SELECTED PASSAGE –
^^^^^^^^^^^^^^^^
The reaction from viewers has been really, really good. We first thought the "true Black Metal police," as we call them in Austria, would say a lot against it, but that has not been the case.

Whose cat is in the video and what's its name?

The cat? The cat belongs to the owner of Sound Delusion Studio. He has been a big supporter of ours from the beginning. The cat's name is Rob Zombie. The studio owner is a big ROB ZOMBIE fan.

What do you guys do when you're not writing, recording, or touring? Any special hobbies or interests?

We all live quiet and normal lives. Thomas is finishing his studies. The rest of us work full time. Music takes a lot of time. After work, life, and music there is not that much time left for hobbies.

I find that a lot of people are surprised that most Metal bands aren't fully supported from their music.

Yes, it is a big decision. If you want to make a living playing Metal music, you have to devote your whole life to it. The only way you earn money is on stage. If you tried that from the beginning, you would have to have a lot of money of your own. Most Metal bands make a living through their regular life activities.

I understand you'll be re-releasing your first full-length album, "Gotterdammerung." Is there a release date for this? Will there be any surprises?

Yes, when we recorded "The Final Sin" we also re-recorded the whole "Gotterdammerung" LP as well as a song we wrote back then for an Austrian magazine that we never released. We re-recorded all eight songs plus the bonus track. Because of the pandemic, the release has been delayed. We will hold it in our pocket probably until the end of the year, maybe winter.

We even managed to get our original vocalist, Schnitter, back in the studio and we share vocal parts. He sings some parts and I sing some parts. It was very fun for us to listen to it again and re-record it. The equipment and technology today are so much better, not to mention the fact that we were eighteen and nineteen years old back then.
I am sure you have plans to tour once things open again. Are there any bands you'd like to tour with?

I really like the Polish extreme scene. We have been for long, long years into bands like VADER and HATE. This was also the reason why we started recording with the Hertz Studio, because those records we loved from VADER, HATE, and BEHEMOTH. So maybe the dream tour would be with VADER and HATE together. But for right now for us, I would say every chance we have to perform live is amazing.
^^^^^^^^^^^^^^^^
Collection entries:

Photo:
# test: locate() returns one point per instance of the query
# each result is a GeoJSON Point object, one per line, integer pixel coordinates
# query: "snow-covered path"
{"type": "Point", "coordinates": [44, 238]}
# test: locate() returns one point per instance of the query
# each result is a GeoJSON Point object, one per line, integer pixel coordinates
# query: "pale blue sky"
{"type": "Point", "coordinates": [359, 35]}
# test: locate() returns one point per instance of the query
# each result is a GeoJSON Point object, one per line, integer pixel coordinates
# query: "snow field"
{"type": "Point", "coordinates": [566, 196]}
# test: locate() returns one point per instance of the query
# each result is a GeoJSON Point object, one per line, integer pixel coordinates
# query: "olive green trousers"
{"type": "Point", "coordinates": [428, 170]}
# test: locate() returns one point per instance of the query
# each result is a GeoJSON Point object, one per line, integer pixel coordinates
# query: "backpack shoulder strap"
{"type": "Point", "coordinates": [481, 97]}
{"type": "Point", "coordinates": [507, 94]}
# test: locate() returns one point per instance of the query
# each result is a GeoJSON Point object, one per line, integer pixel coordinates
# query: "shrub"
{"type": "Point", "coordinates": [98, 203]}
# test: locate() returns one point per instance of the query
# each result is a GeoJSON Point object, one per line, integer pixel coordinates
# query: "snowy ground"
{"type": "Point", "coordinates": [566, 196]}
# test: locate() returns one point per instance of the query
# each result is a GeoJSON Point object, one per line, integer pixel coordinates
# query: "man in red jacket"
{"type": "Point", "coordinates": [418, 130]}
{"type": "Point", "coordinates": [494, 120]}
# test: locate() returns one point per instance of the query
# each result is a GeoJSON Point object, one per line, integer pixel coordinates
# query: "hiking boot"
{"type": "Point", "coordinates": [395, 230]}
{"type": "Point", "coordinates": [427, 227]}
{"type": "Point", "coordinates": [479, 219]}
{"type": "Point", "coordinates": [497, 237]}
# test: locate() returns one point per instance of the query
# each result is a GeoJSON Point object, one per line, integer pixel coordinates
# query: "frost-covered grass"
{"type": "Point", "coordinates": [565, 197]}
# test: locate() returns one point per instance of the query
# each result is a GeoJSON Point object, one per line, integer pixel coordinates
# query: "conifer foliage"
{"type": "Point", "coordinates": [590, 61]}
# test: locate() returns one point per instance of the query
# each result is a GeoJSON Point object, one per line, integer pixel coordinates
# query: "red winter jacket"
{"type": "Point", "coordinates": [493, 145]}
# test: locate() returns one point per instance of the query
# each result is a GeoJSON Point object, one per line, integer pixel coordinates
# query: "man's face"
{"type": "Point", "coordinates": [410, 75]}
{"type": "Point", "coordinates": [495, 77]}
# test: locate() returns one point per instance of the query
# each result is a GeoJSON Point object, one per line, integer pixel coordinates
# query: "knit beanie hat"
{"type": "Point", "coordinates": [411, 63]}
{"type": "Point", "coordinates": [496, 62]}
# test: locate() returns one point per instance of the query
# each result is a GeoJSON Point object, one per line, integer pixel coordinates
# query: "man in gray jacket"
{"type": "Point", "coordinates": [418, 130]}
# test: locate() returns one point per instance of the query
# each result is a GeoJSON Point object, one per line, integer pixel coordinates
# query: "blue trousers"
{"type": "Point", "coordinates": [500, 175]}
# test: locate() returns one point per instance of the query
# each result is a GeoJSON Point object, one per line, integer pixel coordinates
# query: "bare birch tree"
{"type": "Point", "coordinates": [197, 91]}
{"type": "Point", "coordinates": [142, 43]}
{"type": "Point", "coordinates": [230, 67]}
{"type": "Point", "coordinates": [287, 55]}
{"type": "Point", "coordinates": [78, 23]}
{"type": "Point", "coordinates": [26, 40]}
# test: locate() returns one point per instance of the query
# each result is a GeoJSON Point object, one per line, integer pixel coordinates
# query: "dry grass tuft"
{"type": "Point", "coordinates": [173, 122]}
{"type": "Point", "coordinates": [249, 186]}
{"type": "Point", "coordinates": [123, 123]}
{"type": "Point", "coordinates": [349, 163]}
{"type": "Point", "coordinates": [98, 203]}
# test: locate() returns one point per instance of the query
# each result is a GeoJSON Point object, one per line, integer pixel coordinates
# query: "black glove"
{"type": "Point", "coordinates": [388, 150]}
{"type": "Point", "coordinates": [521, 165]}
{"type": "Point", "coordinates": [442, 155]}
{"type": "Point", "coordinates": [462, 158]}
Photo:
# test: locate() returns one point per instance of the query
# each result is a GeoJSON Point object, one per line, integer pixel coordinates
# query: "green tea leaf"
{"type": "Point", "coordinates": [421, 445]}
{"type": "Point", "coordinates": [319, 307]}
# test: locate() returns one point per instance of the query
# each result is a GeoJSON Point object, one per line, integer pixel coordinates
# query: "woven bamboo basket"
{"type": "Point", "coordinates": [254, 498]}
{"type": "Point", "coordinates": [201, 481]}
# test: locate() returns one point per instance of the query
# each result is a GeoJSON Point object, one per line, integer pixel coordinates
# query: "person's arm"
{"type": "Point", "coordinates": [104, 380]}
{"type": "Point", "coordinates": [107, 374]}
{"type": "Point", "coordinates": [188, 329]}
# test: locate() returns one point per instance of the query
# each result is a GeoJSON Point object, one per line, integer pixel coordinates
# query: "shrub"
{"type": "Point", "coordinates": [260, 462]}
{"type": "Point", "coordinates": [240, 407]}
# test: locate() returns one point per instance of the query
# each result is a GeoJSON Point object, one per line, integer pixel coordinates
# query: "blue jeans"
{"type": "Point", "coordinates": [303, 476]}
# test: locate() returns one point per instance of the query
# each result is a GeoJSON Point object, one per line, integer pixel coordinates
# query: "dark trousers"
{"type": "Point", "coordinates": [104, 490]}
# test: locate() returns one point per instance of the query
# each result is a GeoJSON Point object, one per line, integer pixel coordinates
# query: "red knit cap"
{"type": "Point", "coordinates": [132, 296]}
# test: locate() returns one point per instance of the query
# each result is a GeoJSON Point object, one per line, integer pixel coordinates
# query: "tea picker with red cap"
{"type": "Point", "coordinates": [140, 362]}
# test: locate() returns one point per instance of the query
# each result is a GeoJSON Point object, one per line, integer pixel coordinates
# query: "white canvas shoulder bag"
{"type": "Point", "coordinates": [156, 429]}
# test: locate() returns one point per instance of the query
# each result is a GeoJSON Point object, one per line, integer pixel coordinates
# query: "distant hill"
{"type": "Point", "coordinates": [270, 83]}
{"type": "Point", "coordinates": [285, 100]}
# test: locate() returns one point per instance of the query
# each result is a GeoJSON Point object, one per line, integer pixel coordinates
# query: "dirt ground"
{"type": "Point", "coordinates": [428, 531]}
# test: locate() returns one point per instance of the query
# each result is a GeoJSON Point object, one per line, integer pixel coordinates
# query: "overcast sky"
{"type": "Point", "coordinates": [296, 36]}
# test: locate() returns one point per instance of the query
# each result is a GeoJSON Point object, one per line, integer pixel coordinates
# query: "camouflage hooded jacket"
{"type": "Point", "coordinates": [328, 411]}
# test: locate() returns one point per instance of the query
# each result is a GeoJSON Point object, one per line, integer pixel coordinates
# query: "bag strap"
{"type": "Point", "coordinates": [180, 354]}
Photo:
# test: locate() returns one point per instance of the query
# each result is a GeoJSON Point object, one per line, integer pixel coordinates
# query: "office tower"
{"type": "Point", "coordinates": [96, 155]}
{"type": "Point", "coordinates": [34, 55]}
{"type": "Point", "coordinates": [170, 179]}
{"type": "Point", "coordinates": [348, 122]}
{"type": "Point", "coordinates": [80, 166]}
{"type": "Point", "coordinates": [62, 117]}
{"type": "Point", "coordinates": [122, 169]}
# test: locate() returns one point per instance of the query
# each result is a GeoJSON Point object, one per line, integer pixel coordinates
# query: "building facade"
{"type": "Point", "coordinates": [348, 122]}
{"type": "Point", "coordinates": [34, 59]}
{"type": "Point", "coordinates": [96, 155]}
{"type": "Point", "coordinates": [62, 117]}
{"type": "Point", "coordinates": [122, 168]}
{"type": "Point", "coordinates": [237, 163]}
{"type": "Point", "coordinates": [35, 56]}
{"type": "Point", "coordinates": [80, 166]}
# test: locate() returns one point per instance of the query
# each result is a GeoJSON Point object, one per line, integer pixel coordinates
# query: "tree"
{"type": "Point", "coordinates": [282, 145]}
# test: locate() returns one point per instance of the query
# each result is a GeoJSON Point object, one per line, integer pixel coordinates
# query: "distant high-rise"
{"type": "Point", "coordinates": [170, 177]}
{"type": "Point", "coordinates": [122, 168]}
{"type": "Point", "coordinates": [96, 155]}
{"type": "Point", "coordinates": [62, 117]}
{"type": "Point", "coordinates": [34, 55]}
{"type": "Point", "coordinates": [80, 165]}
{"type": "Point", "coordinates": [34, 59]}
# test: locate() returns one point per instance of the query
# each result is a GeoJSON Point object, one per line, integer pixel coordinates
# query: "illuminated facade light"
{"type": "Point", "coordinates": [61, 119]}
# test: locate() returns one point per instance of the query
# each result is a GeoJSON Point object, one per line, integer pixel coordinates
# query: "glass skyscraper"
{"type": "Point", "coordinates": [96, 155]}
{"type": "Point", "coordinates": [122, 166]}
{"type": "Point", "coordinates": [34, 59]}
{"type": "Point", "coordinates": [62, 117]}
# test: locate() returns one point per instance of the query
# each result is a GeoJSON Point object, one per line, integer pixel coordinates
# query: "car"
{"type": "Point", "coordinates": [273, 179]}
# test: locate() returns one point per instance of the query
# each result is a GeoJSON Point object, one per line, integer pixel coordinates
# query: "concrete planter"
^^^^^^^^^^^^^^^^
AIM OF THE EXERCISE – Continue the band interview from the point where it stops. The rows come from a source separate from the band interview.

RESULT OF THIS EXERCISE –
How do you think COVID19 will affect the overall Metal scene? What do you think the new 'normal' will look like?

I think the Metal scene will go back to normal. At first there will be a lot of enthusiastic bands that have been waiting to get out. At first there will be a lot of shows. All the bands will start to tour and play again. There will be a lot of shows, new records, videos and people will go to everything. After this burst — maybe weeks, maybe months — it will become too much. The fans who used to go to every show in the past will continue to go; fans that used to just go to some shows every year, will go back to that habit. The big surge of attendance will slow down after a while and things will go back to normal.

Globally, I think a lot of countries will be more focused on safety for the entire population. This global, international life Europeans used to enjoy — being able to easily cross borders and travel to other European countries — I don't know if this will last so long.

Before we close, is there anything else you'd like to share with the readers?

Yes, I'd say give it a try. We are living in the 21st century. Our music is available for free on several platforms. You don't have to invest money. Before you used to have to buy music from an unknown artist and if it was shit, it was shit and you were out of money. Today, it is different. Check us out on YouTube, the IRDORATH website, or bandcamp. If you like it, please leave us a post or message. If you really like it, then go ahead and buy our music and merchandise.